# EXERCISE INSTRUCTIONS
Starting at the line that holds "the camera on", copy every line exactly through the end of the data, and no others.
------------------------
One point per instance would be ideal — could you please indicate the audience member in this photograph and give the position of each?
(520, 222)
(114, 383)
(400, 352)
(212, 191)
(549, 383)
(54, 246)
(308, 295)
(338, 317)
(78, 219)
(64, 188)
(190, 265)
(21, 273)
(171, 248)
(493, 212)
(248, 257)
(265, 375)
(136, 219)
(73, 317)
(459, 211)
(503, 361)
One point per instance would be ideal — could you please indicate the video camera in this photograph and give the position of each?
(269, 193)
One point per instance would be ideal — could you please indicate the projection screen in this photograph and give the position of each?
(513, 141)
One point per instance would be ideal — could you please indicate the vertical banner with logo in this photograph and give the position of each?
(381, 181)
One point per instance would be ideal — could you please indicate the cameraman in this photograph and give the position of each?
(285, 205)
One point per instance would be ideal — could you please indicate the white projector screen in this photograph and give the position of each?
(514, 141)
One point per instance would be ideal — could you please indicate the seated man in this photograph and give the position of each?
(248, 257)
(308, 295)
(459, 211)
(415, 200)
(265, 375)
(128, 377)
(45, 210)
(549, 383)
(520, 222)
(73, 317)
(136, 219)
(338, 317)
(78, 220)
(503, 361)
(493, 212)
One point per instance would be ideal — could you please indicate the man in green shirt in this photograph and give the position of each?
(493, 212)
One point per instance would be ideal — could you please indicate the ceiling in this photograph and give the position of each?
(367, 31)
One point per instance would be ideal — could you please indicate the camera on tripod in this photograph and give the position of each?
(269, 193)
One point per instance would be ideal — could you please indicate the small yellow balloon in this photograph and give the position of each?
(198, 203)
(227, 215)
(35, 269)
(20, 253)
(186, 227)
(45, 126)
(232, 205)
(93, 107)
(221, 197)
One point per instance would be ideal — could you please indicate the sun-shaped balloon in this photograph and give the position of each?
------------------------
# FULL ANSWER
One point per instance would be ideal — could you please indicate the camera on tripod in this photograph and give the position of each?
(269, 193)
One point per instance would be ideal — could you please indicate the small yellow balloon in this photograph and give the position of each?
(198, 203)
(227, 215)
(35, 269)
(20, 253)
(186, 227)
(45, 126)
(232, 205)
(93, 107)
(221, 197)
One point per instance would be ideal — could you please indicate the sun-shaped balloon in this photograph and give the position of each?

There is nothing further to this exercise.